--- START OF Source text ---
# engine code check.



## wannagofast (Jul 20, 2005)

i have a 68 lemans with a 350 in it and im wondering if it still has the original engine in it im pretty sure that the code is 18486572 all the numbers are quite elgible except for the second 8 which could be an 8 or a 9. thanx for the help


----------



## GasTiresandOil (Aug 2, 2004)

What is the two letter stamp on it?


----------



## lars (Sep 28, 2004)

Wanna -
In 1968, the VIN number is stamped into the block. Just check the VIN on the block against the VIN on the car. The VIN is stamped into the block on the forward passenger side of the block, vertically, right next to the long straight edge of the timing chain cover. Only the last 6 or 8 digits of the VIN are stamped into the block.
--- END OF Source text ---
Tasks
1 – In the engine code thread, why does comparing the VIN on the block with the VIN on the car tell whether a 1968 engine is original? Answer in one to three sentences.
2 – Extend the engine code thread with one more reply that follows the last post.
--- START OF Supplied material ---
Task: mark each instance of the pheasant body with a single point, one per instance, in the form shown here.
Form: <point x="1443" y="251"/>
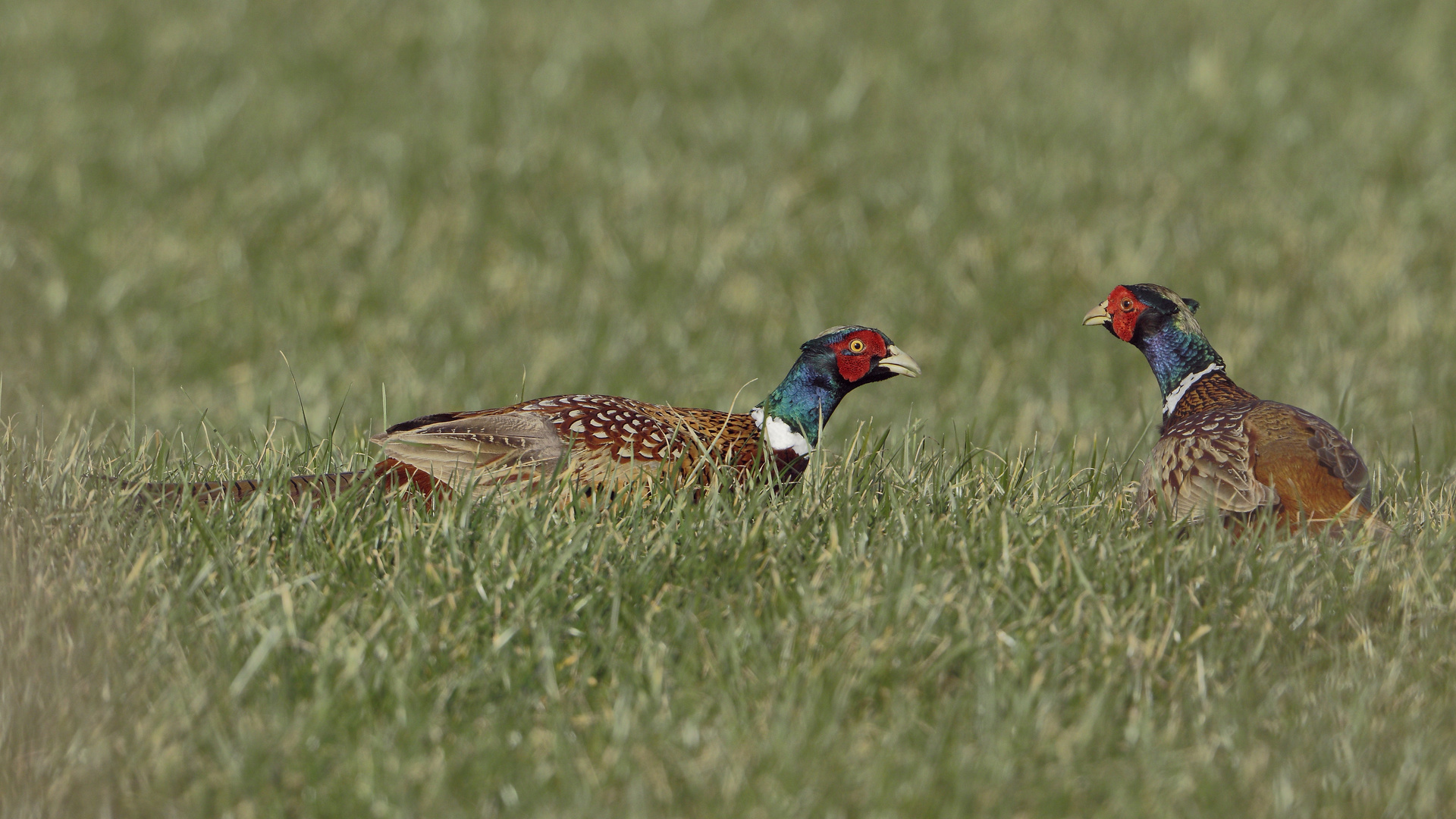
--- END OF Supplied material ---
Written answers
1 – In 1968 the VIN was stamped into the engine block, so the digits on the block should match the car's VIN if the engine is original. The stamp sits vertically on the forward passenger side of the block, next to the long straight edge of the timing chain cover, and carries only the last 6 or 8 digits of the VIN.

2 –
The other way to tell, but less accurate, is to check the date code on the block at the distributor base and the 2-letter ID code on the forward passenger side below the cylinder head gasket. If the date code is within a reasonable time range prior to the build date of the car, and the ID code is a code that was available for your car and year, chances are good that it's the original engine. Since the same 2-letter code was used various years to designate various different engines, it's important hat you know the year of the block prior to checking the 2-letter code.

But keep in mind that it is possible to find a "correct" date and code block for these cars, although I doubt someone would go to the trouble to do so with a 350 LeMans. "Fake" numbers-matching GTOs and Judges ae becoming more common, though.


----------



## 80transam (Oct 15, 2008)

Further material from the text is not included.